- _WHAT IS ASKED_: Put the lines of the records starting at the one that contains "target: flower center" and ending at the one that contains "97L130 93L127 94L127", both included, into a numbered list without blank lines. Leave the pictures out of your answer.

- _RECORDS FOR PROCESSING_:
|---|
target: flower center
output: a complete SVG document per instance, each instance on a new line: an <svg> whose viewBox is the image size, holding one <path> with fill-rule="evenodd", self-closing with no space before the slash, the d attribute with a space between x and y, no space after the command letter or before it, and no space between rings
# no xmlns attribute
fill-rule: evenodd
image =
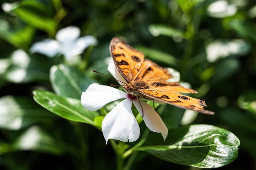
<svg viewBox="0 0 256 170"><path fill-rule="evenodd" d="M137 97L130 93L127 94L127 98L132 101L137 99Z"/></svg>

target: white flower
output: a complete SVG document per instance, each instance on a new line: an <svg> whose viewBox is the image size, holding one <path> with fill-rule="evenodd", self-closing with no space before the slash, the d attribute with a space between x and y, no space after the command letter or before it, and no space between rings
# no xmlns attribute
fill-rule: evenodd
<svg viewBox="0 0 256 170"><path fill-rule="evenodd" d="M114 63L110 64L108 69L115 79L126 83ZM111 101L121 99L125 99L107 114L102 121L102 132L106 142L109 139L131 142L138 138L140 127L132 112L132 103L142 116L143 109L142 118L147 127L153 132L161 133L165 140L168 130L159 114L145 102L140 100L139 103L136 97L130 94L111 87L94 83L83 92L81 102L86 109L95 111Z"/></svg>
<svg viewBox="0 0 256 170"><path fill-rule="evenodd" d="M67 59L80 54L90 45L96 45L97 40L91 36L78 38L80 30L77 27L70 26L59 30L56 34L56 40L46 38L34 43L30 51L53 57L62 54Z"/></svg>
|---|
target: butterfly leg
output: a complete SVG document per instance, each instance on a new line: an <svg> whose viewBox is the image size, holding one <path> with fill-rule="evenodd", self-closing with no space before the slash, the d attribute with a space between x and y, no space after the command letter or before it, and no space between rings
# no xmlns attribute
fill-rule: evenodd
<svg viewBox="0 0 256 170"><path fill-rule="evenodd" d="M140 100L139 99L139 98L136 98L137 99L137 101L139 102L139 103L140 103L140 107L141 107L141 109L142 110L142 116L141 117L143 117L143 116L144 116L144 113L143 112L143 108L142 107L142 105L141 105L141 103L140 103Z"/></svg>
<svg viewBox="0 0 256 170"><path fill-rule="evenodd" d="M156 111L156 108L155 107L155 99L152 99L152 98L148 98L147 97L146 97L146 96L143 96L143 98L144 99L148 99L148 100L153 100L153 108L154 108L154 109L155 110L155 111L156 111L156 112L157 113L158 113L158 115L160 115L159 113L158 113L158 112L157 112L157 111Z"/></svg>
|---|
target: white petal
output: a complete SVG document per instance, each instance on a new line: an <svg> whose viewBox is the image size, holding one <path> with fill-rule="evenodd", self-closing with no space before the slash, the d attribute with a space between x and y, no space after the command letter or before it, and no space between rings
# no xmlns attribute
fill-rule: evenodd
|---|
- _FINISHED ANSWER_:
1. target: flower center
2. output: a complete SVG document per instance, each instance on a new line: an <svg> whose viewBox is the image size, holding one <path> with fill-rule="evenodd", self-closing with no space before the slash, the d attribute with a space between x and y, no space after the command letter or before it, and no space between rings
3. # no xmlns attribute
4. fill-rule: evenodd
5. image =
6. <svg viewBox="0 0 256 170"><path fill-rule="evenodd" d="M137 97L130 93L127 94L127 98L132 101L137 99Z"/></svg>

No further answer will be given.